**Passage to read:**
The exercise is a basic one: canter around the outside of the ring, over a single trot pole and then clear a two foot vertical jump. Sarah, Victoria, Katie and I complete the exercise without any fuss, while our riding coach, Cathy, suggests where we can improve. Focus. Rhythm. Seat.
“Remember to breathe,” she says to me. “You’re a bit stiff in the seat.”
“My yoga instructor says the same thing,” I say, grinning.
Bruce follows the same path, but a few feet from the jump his mount, a quarter-horse bay named Dylan, balks and refuses. Bruce pulls Dylan back and tries again, circling to the top of the arena and spurring Dylan forward. Dylan canters toward the jump, but two strides away he puts on the brakes, digging in his rear hooves and skidding to a stop, rodeo horse style. Dylan’s eyes are wide and scared, his body bent inward like a spring, ready to rear and buck.
“Circle him around and come right back to it,” Cathy says, from her position beside the jump. “Don’t let him get away with that.”
Bruce follows her orders but Dylan defies him, pulling up several feet away this time, rearing and refusing to go forward. They try again. And again. Dylan prances sideways. He hyperventilates. He looks like a cartoon elephant with a mouse in his path.
“Walk up to it,” Cathy says.” Just walk up to it. Do not let him back away.”
Bruce tries, encouraging Dylan to walk forward, but Dylan won’t budge past the pole, skittering backward and sideways, at every angle except forward.
“Just walk up to it,” Cathy says again taking a few steps toward them.

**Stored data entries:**
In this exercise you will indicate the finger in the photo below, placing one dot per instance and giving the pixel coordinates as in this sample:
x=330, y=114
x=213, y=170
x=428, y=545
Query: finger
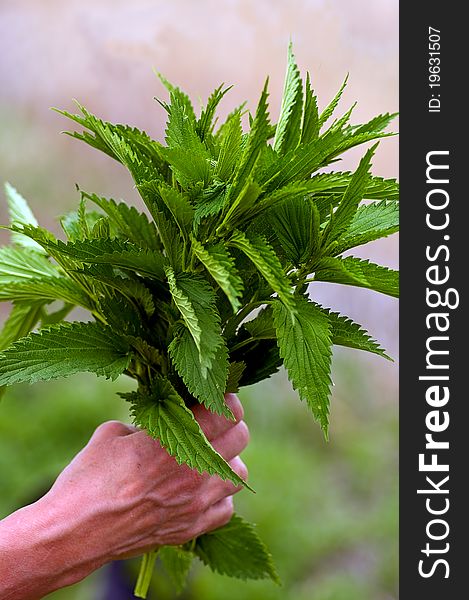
x=217, y=489
x=233, y=441
x=216, y=516
x=111, y=429
x=213, y=425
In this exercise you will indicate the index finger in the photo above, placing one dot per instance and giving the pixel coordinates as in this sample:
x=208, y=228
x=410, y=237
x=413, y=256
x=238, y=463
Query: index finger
x=214, y=425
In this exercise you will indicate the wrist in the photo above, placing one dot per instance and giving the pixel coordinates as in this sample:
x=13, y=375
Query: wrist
x=41, y=550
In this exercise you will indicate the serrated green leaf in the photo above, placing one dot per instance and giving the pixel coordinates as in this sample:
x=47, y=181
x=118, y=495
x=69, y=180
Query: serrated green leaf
x=188, y=166
x=208, y=389
x=22, y=264
x=310, y=123
x=262, y=326
x=301, y=162
x=330, y=108
x=177, y=563
x=341, y=219
x=49, y=289
x=131, y=223
x=376, y=124
x=79, y=224
x=133, y=289
x=221, y=266
x=287, y=133
x=182, y=97
x=358, y=272
x=241, y=208
x=180, y=208
x=167, y=419
x=237, y=551
x=266, y=261
x=195, y=300
x=256, y=140
x=345, y=332
x=370, y=222
x=128, y=145
x=296, y=223
x=63, y=350
x=235, y=372
x=305, y=346
x=22, y=319
x=20, y=214
x=210, y=202
x=100, y=251
x=230, y=147
x=205, y=123
x=186, y=153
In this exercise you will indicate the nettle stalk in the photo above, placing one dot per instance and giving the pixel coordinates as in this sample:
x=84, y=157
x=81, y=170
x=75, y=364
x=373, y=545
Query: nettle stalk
x=210, y=293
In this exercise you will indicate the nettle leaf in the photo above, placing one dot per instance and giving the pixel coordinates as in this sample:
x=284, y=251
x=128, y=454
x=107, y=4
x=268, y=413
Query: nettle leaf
x=235, y=373
x=20, y=214
x=195, y=300
x=330, y=108
x=165, y=417
x=23, y=318
x=262, y=326
x=266, y=261
x=241, y=209
x=221, y=266
x=310, y=125
x=100, y=251
x=63, y=350
x=128, y=145
x=177, y=562
x=341, y=219
x=209, y=389
x=370, y=222
x=52, y=288
x=182, y=97
x=186, y=153
x=230, y=147
x=180, y=208
x=236, y=550
x=79, y=225
x=23, y=264
x=133, y=289
x=131, y=223
x=358, y=272
x=168, y=230
x=296, y=224
x=305, y=346
x=299, y=163
x=287, y=134
x=345, y=332
x=256, y=140
x=205, y=123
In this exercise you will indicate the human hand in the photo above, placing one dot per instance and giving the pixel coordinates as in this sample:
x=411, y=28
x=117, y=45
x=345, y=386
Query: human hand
x=123, y=495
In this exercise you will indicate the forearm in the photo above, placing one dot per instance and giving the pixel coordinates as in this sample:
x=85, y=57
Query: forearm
x=41, y=550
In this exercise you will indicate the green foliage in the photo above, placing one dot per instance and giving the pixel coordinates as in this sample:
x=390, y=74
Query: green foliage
x=305, y=347
x=209, y=293
x=63, y=350
x=235, y=549
x=164, y=415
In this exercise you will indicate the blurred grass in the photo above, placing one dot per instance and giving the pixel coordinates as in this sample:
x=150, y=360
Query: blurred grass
x=328, y=511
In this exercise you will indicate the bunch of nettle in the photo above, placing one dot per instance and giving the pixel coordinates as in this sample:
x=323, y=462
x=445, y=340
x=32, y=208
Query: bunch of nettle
x=211, y=292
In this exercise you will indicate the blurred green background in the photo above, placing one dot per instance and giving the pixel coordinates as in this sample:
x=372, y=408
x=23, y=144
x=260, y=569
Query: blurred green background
x=328, y=511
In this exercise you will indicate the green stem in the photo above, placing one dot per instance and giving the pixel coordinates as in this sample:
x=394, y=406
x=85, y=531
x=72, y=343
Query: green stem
x=145, y=574
x=233, y=323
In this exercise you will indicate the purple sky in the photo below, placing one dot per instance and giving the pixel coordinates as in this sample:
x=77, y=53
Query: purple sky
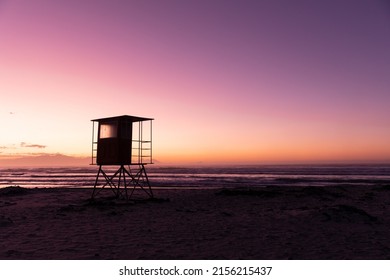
x=226, y=81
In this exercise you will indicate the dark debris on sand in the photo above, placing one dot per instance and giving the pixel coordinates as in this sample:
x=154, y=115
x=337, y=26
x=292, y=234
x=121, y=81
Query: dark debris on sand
x=250, y=192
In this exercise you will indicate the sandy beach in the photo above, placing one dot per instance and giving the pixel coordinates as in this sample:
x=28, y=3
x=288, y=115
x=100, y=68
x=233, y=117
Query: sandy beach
x=337, y=222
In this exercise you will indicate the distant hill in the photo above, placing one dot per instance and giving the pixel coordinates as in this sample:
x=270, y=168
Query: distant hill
x=45, y=160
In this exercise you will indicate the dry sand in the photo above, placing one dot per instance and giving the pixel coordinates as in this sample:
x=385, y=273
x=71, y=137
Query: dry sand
x=338, y=222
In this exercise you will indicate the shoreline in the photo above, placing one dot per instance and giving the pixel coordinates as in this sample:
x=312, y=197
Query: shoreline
x=337, y=222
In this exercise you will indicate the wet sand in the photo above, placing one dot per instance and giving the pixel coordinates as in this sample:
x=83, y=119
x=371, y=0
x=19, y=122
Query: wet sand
x=339, y=222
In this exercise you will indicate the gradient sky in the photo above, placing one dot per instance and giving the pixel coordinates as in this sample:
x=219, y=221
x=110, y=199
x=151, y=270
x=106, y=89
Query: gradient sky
x=226, y=81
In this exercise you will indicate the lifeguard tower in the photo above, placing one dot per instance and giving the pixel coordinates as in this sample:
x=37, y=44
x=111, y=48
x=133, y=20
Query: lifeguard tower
x=122, y=146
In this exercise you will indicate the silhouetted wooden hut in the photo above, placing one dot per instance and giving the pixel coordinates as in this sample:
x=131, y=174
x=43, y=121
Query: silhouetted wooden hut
x=123, y=141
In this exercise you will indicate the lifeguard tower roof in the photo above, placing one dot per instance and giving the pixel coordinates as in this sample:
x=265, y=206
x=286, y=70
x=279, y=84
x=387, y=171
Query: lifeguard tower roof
x=124, y=117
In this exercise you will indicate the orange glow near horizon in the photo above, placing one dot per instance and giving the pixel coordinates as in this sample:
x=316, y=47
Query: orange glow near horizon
x=248, y=83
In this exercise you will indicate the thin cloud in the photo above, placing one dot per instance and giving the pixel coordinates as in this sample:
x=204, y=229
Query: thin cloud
x=26, y=145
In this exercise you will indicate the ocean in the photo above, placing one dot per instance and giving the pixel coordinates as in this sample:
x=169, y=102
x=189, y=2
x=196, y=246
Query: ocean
x=207, y=177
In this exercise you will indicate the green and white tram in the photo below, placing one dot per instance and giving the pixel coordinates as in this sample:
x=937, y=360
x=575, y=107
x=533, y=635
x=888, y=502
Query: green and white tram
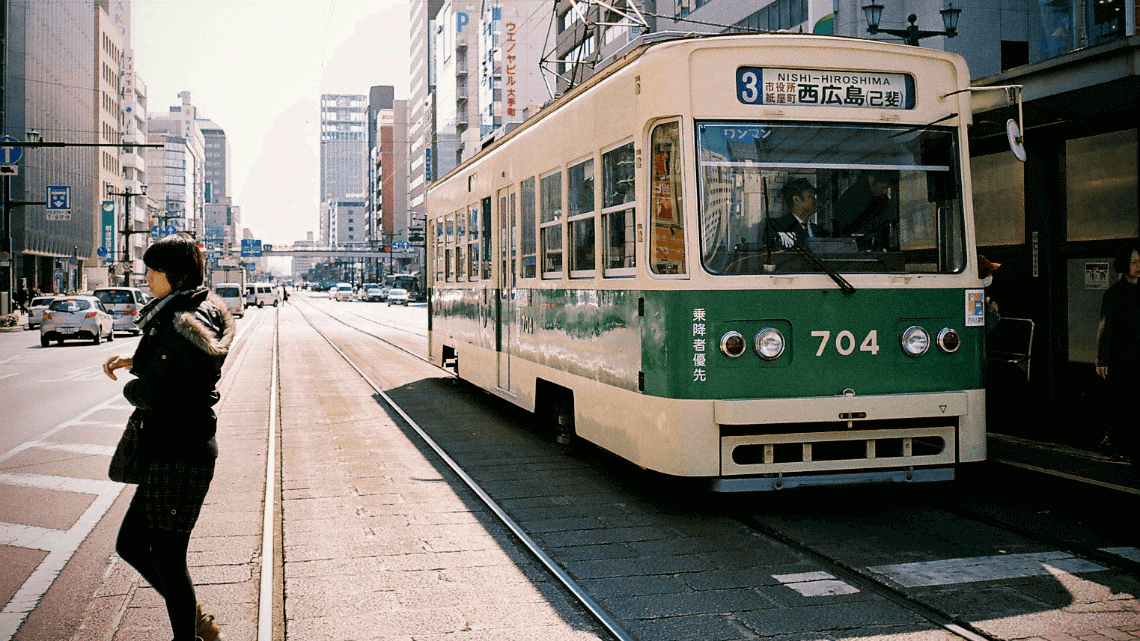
x=620, y=264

**What is required:**
Copy the riding lesson passage again, starting at "Bruce follows the" and ending at "in his path.", and substitute "frightened" for "scared".

**Result:**
Bruce follows the same path, but a few feet from the jump his mount, a quarter-horse bay named Dylan, balks and refuses. Bruce pulls Dylan back and tries again, circling to the top of the arena and spurring Dylan forward. Dylan canters toward the jump, but two strides away he puts on the brakes, digging in his rear hooves and skidding to a stop, rodeo horse style. Dylan’s eyes are wide and frightened, his body bent inward like a spring, ready to rear and buck.
“Circle him around and come right back to it,” Cathy says, from her position beside the jump. “Don’t let him get away with that.”
Bruce follows her orders but Dylan defies him, pulling up several feet away this time, rearing and refusing to go forward. They try again. And again. Dylan prances sideways. He hyperventilates. He looks like a cartoon elephant with a mouse in his path.